Your goal
Copy out the data exactly, leaving the pictures behind.

Given information
--------------------
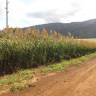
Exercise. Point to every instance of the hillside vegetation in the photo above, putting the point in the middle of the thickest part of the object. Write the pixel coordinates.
(21, 49)
(86, 29)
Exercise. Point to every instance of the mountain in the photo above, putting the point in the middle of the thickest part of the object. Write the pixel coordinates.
(86, 29)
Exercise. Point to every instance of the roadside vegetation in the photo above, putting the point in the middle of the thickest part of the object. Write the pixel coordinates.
(25, 78)
(29, 48)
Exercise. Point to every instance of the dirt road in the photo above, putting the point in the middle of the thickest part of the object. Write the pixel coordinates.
(75, 81)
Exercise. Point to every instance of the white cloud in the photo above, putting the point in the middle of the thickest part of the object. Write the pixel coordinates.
(42, 11)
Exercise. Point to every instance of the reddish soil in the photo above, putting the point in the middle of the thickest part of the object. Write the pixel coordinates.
(75, 81)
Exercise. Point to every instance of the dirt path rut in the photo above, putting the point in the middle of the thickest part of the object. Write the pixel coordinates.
(75, 81)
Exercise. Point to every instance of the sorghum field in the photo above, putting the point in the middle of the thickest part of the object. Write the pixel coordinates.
(28, 48)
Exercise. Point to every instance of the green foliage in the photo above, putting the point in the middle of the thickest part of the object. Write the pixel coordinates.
(26, 49)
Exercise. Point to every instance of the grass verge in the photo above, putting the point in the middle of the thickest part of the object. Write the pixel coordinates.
(24, 78)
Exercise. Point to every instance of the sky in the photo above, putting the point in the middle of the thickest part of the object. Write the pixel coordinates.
(23, 13)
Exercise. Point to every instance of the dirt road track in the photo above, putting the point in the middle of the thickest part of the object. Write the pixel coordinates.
(75, 81)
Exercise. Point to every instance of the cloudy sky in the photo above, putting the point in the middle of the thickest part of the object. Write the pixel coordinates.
(32, 12)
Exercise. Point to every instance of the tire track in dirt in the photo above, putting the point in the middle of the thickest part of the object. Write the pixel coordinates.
(75, 81)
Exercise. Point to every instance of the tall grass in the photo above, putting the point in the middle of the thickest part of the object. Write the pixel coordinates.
(32, 48)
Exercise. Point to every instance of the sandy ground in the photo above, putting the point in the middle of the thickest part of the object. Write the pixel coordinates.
(75, 81)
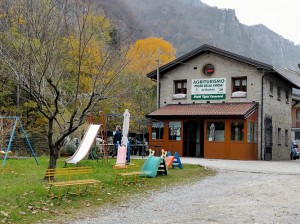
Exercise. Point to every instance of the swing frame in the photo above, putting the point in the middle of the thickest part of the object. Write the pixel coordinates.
(16, 121)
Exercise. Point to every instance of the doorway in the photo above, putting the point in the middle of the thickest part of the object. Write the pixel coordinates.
(193, 143)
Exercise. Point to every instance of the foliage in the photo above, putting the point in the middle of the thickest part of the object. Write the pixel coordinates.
(23, 193)
(59, 54)
(145, 53)
(143, 56)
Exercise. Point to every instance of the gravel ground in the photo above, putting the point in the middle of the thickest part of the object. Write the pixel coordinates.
(228, 197)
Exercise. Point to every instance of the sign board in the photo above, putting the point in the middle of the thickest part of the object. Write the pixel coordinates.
(208, 89)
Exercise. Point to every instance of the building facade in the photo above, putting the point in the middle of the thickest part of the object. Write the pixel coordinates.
(217, 104)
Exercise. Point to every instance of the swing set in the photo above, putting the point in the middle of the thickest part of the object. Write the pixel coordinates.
(4, 128)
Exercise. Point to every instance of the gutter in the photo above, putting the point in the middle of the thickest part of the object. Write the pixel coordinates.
(262, 110)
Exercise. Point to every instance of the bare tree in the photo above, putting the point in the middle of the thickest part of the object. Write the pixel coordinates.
(59, 53)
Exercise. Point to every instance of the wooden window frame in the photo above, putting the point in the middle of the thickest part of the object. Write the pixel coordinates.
(182, 82)
(278, 93)
(271, 88)
(240, 79)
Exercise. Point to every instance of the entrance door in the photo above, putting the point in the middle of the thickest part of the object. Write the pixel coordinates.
(193, 139)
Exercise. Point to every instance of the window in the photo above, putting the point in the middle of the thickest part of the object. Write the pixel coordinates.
(239, 87)
(157, 130)
(271, 88)
(287, 99)
(278, 93)
(279, 136)
(298, 115)
(174, 130)
(215, 131)
(208, 69)
(237, 131)
(180, 86)
(250, 132)
(239, 84)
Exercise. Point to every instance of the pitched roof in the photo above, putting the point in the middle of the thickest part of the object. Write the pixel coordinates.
(207, 48)
(220, 110)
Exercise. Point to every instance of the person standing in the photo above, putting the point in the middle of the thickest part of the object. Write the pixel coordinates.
(117, 137)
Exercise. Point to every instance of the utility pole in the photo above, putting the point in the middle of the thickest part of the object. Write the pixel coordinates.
(157, 82)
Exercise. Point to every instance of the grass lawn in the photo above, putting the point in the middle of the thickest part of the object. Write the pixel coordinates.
(23, 193)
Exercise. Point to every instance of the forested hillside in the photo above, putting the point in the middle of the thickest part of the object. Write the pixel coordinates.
(187, 24)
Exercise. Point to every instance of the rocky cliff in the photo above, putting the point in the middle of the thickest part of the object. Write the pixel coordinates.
(188, 24)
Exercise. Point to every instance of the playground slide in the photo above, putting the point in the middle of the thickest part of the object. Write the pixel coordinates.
(169, 161)
(85, 144)
(151, 165)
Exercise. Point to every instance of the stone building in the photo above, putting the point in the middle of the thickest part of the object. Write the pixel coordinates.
(217, 104)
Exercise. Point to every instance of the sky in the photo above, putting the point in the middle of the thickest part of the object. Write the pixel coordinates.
(280, 16)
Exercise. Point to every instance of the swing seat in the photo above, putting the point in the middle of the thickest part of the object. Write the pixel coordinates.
(3, 152)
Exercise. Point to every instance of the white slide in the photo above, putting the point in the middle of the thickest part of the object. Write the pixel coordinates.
(85, 144)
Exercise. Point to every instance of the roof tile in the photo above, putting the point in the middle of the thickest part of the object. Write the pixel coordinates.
(205, 109)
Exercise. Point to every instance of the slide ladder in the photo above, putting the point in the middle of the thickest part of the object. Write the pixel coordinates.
(85, 145)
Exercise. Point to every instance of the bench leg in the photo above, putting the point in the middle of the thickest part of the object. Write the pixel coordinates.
(59, 193)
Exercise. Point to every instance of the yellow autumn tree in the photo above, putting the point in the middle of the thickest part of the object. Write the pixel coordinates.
(143, 54)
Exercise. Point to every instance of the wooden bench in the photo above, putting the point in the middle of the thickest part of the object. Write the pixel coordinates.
(125, 171)
(76, 177)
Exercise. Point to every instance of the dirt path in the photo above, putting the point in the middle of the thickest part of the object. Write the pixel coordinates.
(229, 197)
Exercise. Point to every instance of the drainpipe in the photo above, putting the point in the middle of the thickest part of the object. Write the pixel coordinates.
(261, 114)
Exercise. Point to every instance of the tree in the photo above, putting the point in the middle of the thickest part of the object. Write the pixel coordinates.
(59, 54)
(143, 56)
(145, 53)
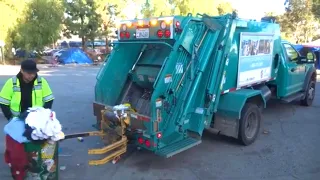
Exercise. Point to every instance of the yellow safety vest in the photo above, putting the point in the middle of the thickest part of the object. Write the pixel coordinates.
(11, 94)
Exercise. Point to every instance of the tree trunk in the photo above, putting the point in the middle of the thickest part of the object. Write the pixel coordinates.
(83, 43)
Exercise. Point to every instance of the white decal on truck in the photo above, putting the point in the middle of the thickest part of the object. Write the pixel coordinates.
(255, 58)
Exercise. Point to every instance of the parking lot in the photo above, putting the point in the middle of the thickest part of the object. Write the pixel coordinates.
--------------------
Answer in full
Exercise. Point to every instance of the hillside vegetation in the photo above, putting the point in the middle of the thickest part of the object. Write the pixel coordinates.
(21, 49)
(86, 29)
Exercise. Point to every instance of the mountain in the photo above, putting the point in the middle of the thickest part of the object. Write the pixel coordinates.
(86, 29)
Exercise. Point to every instance of the roadside vegetation in the photo above, putting the point in the middle of the thickest part of the object. Write the pixel coordinates.
(25, 78)
(29, 48)
Exercise. Point to every instance of the dirt road in the photo above, putting the point in the middle of the thickest part of the object. Write the pixel coordinates.
(75, 81)
Exercise. Point to every instance of the white cloud in the photo above, putting the point in the middle of the thickest part of the object. Write the pixel coordinates.
(42, 11)
Exercise. Point to every instance of the reddish soil in the photo above, putting the point in the middle of the thickest part of the object. Write the pixel coordinates.
(75, 81)
Exercise. Point to every instance of the dirt path rut in the photo above, putting the point in the middle of the thickest part of the object. Write the pixel coordinates.
(75, 81)
Exercise. Point to every instance of the sorghum field in the photo above, putting the point in the middle of the thickest part of the object. Write the pixel coordinates.
(28, 48)
Exercise. Point to every instance of the green foliage in the photo above, putting the point in the middle of the thickest part of the object. Write the pixel coordinates.
(26, 49)
Exercise. Point to every instance of the grass verge in the photo above, putting the point in the middle of the thickest part of the object. Write the pixel coordinates.
(24, 78)
Exercise. Point to every instance of the sky in the photo above, putting the point in the middle of the thickest part of the object. Write the pixel coordinates.
(23, 13)
Exercise. Point to every instance of the dirt road track in the photo above, putting the point in the middle of the thickest part of the object. Write the pixel coordinates.
(75, 81)
Exercise. Point to every instance of the cloudy sky in the photo above, putting the point in the middle of the thickest part of the object. Write the pixel coordinates.
(32, 12)
Exercise. Point to every instance of the tire track in dirt in the photo above, putting the point in the middle of the thickest part of the object. Write the pixel coordinates.
(75, 81)
Exercise. Point to every instance of the tall grass in the photo above, putting the point in the middle of the thickest part of the object. Write the pixel coordinates.
(32, 48)
Exercise. Point to every instance of the sandy ground in the photo above, putting the point in the middle of the thickest part of the object. Write the pixel coordinates.
(75, 81)
Exercise. Point to every instance of the swing frame in the photo above, putting the point in the middle of the thickest part of the object. Write the pixel coordinates.
(16, 121)
Exercise. Point to every instance of the doorway in the photo above, putting the point in the middle of the thickest part of the object. Write the pixel coordinates.
(193, 143)
Exercise. Point to every instance of the foliage in the photo above, putting the point in the middle of the thickest part of the object. Write the pixel coordinates.
(23, 193)
(59, 54)
(145, 53)
(143, 56)
Exercise. Point to every instance of the gravel ground in the photo above, putting the point in the middle of the thickest part of the object. Write the pixel coordinates.
(228, 197)
Exercise. Point to every instance of the sign board in the photo above, putting the point in the middle of the thickest part of the object. Write the pixel coordinates.
(208, 89)
Exercise. Point to every instance of the building facade in the photo above, putting the point in the middle of the thickest part of the object. Write the pixel coordinates.
(217, 104)
Exercise. Point to every instance of the swing set in the photo above, putting the point in the middle of the thickest part of the object. Write the pixel coordinates.
(4, 128)
Exercise. Point to every instance of the gutter in the photo above, putting the point in the middle of the thickest part of the object. Write the pixel coordinates.
(262, 110)
Exercise. Point to every instance of the bare tree in the photo above, putting the point in the middle of the thickest part of the object. Write the pixel coordinates.
(59, 53)
Exercise. Point to every instance of the wooden window frame in the photo above, putting the point in the middle of the thickest part of the object. Write the pixel coordinates.
(182, 82)
(278, 93)
(271, 88)
(240, 79)
Exercise. Point to every instance of the entrance door in the photo above, putting the point in the middle of the thickest part of the object. Write the pixel coordinates.
(193, 139)
Exercise. Point to every instance of the window in the photo above, putting the point in the middle of the thickest part of the object. Write the pixel coordinates.
(239, 87)
(157, 130)
(271, 88)
(287, 99)
(278, 93)
(279, 136)
(298, 115)
(174, 130)
(215, 131)
(208, 69)
(237, 131)
(180, 86)
(250, 132)
(239, 84)
Exercise. Point to every instance of the pitched roof in the photo above, putting the point in the middle of the thickest part of the object. Write the pixel coordinates.
(207, 48)
(220, 110)
Exercise. Point to every instance of the person standing in the photo above, putting the point in the middle of the thickest part of the object. Write the pixel coordinates.
(117, 137)
Exercise. Point to every instance of the utility pole in the photo above, putting the point in the middle of the thickest part of the object. Write the pixel coordinates.
(157, 82)
Exercise. Point to every instance of the grass lawn in the photo above, putting the point in the middle of the thickest part of the object. Write the pixel coordinates.
(23, 193)
Exercise. Point to every instance of the forested hillside in the photo above, putting the point in the middle of the thickest part of the object. Write the pixel coordinates.
(187, 24)
Exercise. Point to every instance of the rocky cliff in the photo above, putting the point in the middle of the thickest part of the object. Write the pixel coordinates.
(188, 24)
Exercise. Point to every instance of the playground slide in the photo above, putting the point in the middle of the thickest part of the object. Write the pixel coordinates.
(169, 161)
(85, 144)
(151, 165)
Exercise. Point to every instance of the stone building in the photo above, putting the point in the middle of the thickest part of the object. Write the pixel coordinates.
(217, 104)
Exercise. Point to every instance of the sky in the photo above, putting the point in the middle of the thickest part of the object. Write the pixel coordinates.
(280, 16)
Exercise. Point to every instance of the swing seat in the photo above, putting the point in the middle of the thickest part of the object. Write the pixel coordinates.
(3, 152)
Exercise. Point to every instance of the white slide in the photo above, putting the point in the middle of the thickest part of the object. Write the pixel coordinates.
(85, 144)
Exercise. Point to every instance of the roof tile in the photo above, putting the point in the middle of the thickest part of the object. Write the pixel coordinates.
(205, 109)
Exercise. Point to every instance of the slide ladder in the photo above, putting the point in the middle of the thickest part of the object. Write the pixel coordinates.
(85, 145)
Exercise. Point to every instance of the bench leg in the photo above, putting the point in the middle of the thickest part of the object. Write the pixel coordinates.
(59, 193)
Exercise. Point to every instance of the yellow autumn tree in the photo above, putting the point in the middle of the thickest part of the object. Write the pixel coordinates.
(143, 54)
Exercise. Point to every instance of the wooden bench in the photo above, putting the point in the middle of the thickest part of the object. Write the pixel coordinates.
(125, 171)
(76, 177)
Exercise. Point to every instance of the dirt path in the photo above, putting the point in the middle of the thickest part of the object. Write the pixel coordinates.
(229, 197)
Exercise. Point to every instance of the drainpipe in the photo above, putting the point in the middle of the thickest part of the object. Write the pixel coordinates.
(261, 114)
Exercise. Point to every instance of the tree in the photo above, putting the point in the middle of the thickest part of the object. Write the pixel coordinates.
(59, 54)
(143, 56)
(145, 53)
Exercise. Point to every instance of the yellow safety vest in the photo above, putting the point in the middle of the thickest part of the object. Write the pixel coordinates.
(11, 94)
Exercise. Point to every instance of the tree trunk in the photo above, putting the point in the middle of the thickest part of the object. Write the pixel coordinates.
(83, 43)
Exercise. Point to every instance of the white decal on truck in the photo above, putting the point in the middle of the thickest part of the object. Write the pixel coordinates.
(255, 58)
Exercise. Point to every instance of the parking lot in the photo above, putting the point in the middle of the thickest part of the object. Write the pixel coordinates.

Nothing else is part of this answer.